> [EXCERPTED PASSAGE]:
An excerpt from “A Return to Healing, Radical Health Care Reform and the Future of Medicine,” by Len Saputo, MD
Sometime in my third decade as a successful practicing physician, I received a surprising call from the local office of the Medical Board of California.
“Is this Dr. Leonard Saputo?”
“Yes,” I answered.
“This is the Office of the California Medical Board. You are being advised to get an attorney. The California Medical Board is intending to revoke your license.”
“For what?” I retorted, with a rising sense of shock.
“We are not required to provide that information to you at this time. However, we are demanding that you forward the chart [of the patient] to us immediately, or you will be fined $1,000 per day after one week for each day it is late.”
I soon discovered what had happened: One of my patients had submitted a bill for the specialty tests I had ordered, and it was summarily rejected.

> [THE TASK]:
Continue the excerpt about the physician's call from the Medical Board of California, starting right after its last sentence.

> [EXTRACTED RECORDS]:
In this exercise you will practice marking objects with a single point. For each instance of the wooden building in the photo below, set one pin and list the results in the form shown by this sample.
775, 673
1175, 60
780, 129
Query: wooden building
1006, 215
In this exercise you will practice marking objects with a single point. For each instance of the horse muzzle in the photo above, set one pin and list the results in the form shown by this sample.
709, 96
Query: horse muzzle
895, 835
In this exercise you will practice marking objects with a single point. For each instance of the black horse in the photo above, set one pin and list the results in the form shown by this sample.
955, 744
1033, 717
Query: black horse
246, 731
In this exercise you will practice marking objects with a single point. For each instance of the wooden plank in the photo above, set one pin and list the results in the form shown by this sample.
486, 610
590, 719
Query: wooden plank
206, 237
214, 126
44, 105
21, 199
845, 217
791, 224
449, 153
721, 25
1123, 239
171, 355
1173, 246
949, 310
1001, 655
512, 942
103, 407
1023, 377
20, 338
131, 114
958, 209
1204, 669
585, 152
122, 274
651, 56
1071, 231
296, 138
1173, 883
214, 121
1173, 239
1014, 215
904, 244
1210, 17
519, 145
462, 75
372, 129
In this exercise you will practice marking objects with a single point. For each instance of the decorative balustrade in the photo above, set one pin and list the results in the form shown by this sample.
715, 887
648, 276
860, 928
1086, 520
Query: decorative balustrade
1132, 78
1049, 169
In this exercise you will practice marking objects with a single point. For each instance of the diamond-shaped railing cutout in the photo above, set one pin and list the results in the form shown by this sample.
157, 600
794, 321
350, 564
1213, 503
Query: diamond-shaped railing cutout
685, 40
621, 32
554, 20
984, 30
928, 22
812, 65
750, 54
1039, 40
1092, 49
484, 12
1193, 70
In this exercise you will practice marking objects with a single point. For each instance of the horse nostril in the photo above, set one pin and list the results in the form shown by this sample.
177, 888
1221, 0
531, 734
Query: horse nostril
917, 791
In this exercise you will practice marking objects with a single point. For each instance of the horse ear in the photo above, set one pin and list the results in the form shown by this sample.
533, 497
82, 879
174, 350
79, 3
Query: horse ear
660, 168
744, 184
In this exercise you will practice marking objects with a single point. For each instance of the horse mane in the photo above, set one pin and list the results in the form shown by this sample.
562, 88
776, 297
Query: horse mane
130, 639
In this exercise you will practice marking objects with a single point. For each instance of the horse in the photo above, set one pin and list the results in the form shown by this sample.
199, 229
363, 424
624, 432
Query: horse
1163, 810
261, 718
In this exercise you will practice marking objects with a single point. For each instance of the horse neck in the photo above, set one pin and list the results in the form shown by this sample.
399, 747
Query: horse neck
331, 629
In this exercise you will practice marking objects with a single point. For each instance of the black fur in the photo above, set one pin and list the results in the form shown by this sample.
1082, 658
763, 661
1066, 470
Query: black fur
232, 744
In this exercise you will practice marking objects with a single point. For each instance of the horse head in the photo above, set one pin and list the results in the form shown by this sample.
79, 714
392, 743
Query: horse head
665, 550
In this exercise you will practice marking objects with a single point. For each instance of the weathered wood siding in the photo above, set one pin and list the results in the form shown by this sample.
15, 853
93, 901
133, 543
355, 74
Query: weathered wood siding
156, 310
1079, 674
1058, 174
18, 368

> [RESPONSE AREA]:
Every insurance company has its own idiosyncratic version of what tests and procedures it will cover, and this company was no different. They did not understand what the tests were for, and rather than do some due diligence on the sound science behind my request, they had arbitrarily decided not to pay for the tests. When my patient informed me of this, I sent several letters to the company explaining that the patient was greatly improved because of the treatment that resulted from my having ordered the tests. I explained that the tests and the treatment weren’t expensive, and that the insurer should indeed pay for them.
This patient was suffering from irritable bowel syndrome (IBS). He had needed a workup to find out why he had it, to determine its severity and to establish an effective treatment strategy. He had been to other physicians, who had followed the standard approaches designed to suppress his symptoms. These did not work very well and had also produced troubling side effects—which is why this man had come to me. I ordered two straightforward tests: a Comprehensive Digestive Stool Analysis (CDSA) and an intestinal permeability test. These led me to the correct treatment that solved his IBS symptoms.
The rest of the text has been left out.